## BRIEF 1
Based on the interview with Omnibuild's VP of Construction, say whether each statement agrees with the text. Answer yes or no for each, and quote the exact words that decide it.
(a) He began learning about construction from his father at 12 years old.
(b) He interned with a large architectural firm in New York.
(c) He has been with the company for about five years.
## BRIEF 2
Continue the interview with Omnibuild's VP of Construction from the point where it stops.
[[ PAGE TEXT open ]]
In a new blog series, we take an in depth look at various members of our team. This entry is a conversation with our VP of Construction, Paul Foschi.

  1. How long have you been with Omnibuild?

I’ve been with the company — beginning with a legacy company acquired by Omnibuild — for about three years.  I met the team during a joint venture project with my former employer, and we bonded pretty well, so much so  they convinced me to stay in New York! A few weeks later I was officially on board.


  1. How did you get your start in the construction industry? What drew you to the industry?

Mine is a typical first-generation, Italian-American family story.  My Dad was a small residential contractor in Queens, N.Y.  I began working weekends and summers with him sweeping out the three-family homes he built and learning firsthand about construction at 12 years old; almost 40 years later I’m still known to push a mean broom around construction sites occasionally.

I was an architectural major in college and spent a few years interning with a large architectural firm in Atlanta, Ga. and eventually became a registered architect, thinking that was the field I wanted to make my career in.  But I was never satisfied with the architectural side of our industry alone; I was, and still am, drawn to the daily roller coaster, gritty ‘realness’ of the construction process. I also find a lot of enjoyment in the beauty and power of the materials we use; dark, dense concrete walls, the fillet weld of a steel column on its baseplate, the heat and shine from freshly finished concrete slabs -all things I still enjoy.

I love overcoming the challenges of bringing a building out of the ground and the excitement that comes with completing a project.  Along the two or three year path of any building project there are hundreds of workers, clients, consultants and ultimately the building occupants who drift in and out of the ‘movie’  (some so unique we remember their funny and quirky personalities and recount their stories years later)–they all become characters in a long and intricate story.  There’s more drama, comedy, tragedy, sadness and joy over the life of one building project than any TV reality show or mini-series could ever depict.


  1. What do you enjoy most about your job?

I mentioned above how I love the dirt, dust, and nutty people of construction sites, so I was concerned my new role as VP of Construction would take me further away from all the construction madness and focus only on managerial issues.  Happily though, I’ve found my position also requires that I work closely with a lot of our younger project managers and assistant project managers helping them to overcome the obstacles and challenges of their projects.
[[ PAGE TEXT closed ]]
[[ COLLECTED MATERIAL open ]]
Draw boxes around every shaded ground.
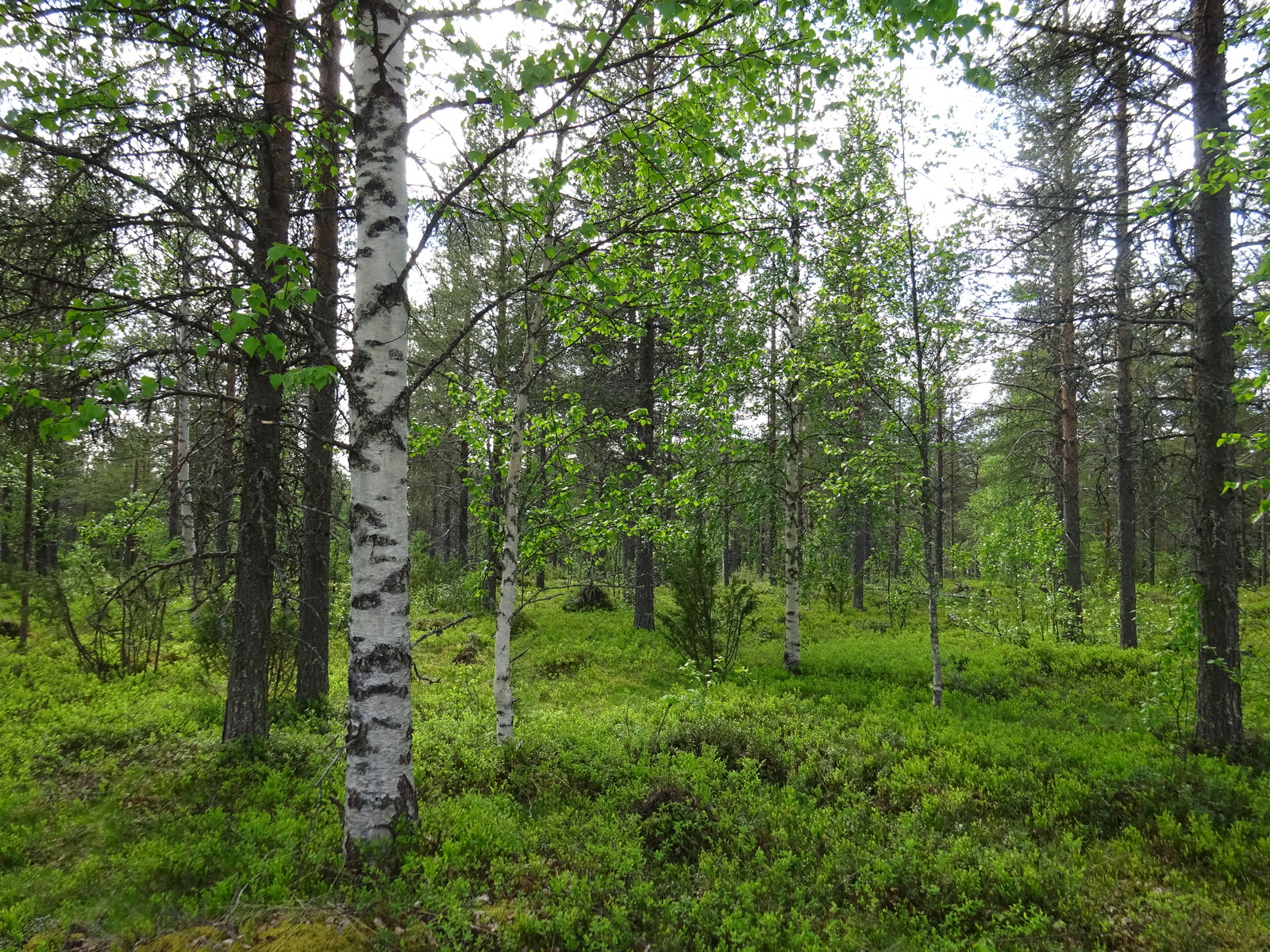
[0,586,1270,952]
[[ COLLECTED MATERIAL closed ]]
## ANSWER SPACE 1
(a) Yes: "learning firsthand about construction at 12 years old"
(b) No: "interning with a large architectural firm in Atlanta, Ga."
(c) No: "for about three years"

## ANSWER SPACE 2
There is an unexpected mentoring aspect to my job that is very gratifying and at the same time meets our need to improve project delivery.  The opportunity to work directly with some incredibly bright, motivated and eager young people is energizing to me and helps me see the future of our company.  It’s also a role that comes naturally to me as a father of five young adults, including 19 year old triplets.


  1. What project that you’ve work on are you most proud of?

I’ve had a very fortunate career and worked on some fun and prestigious projects from museums, to race car team shops, to aquariums, to high-rise buildings, to 200-acre horse farms, but the one I’m most proud of is also my smallest project.  Designing and building a locker room/bathroom/snack bar building at the football stadium of my kids’ high school in Connecticut. It was a true community effort that included the students, athletes and entire school administration. Together we lobbied the State legislature for grants, produced public bid documents and learned (and taught) about the design and engineering of the building. For the student-athletes there was serious sweat-equity in helping to clear the site before construction, overseeing the construction, and working with the entire student body to paint and fit-out the building in time for the first home game. Overall the project was a success and an ongoing asset to our community and schools.


  1. What was the biggest obstacle you’ve overcome working on a project?

Definitely the construction of a two story physical therapy center at the Bronx Veterans Administration hospital for military personnel with significant injuries and rehab needs.  The challenge was to construct the building within the existing courtyard of the hospital, which was surrounded on all sides by the 12-story wings of the occupied hospital building.

Booming materials overhead with cranes or any other means was not an option.  The only way to deliver materials was to carry every piece of the building into the courtyard area by hand; from steel beams to drywall, pavers and even the rooftop HVAC units.  Only the concrete could be pumped in using pump lines extending through the Emergency Room on Sunday nights.  It required a lot of creativity and cooperation with the subcontractors and careful planning with the hospital staff.


  1. Favorite slice of pizza in New York?

I’ll qualify my response geographically — as a Connecticut resident we like to lay claim to the birthplace of pizza in the US as Pepe’s New Haven — which is pretty damn awesome.  In the City, however, I still have not found one that beats Lombardi’s on Spring St.


  1. Tell us a something interesting about yourself.

I wrestled alligators once…for real!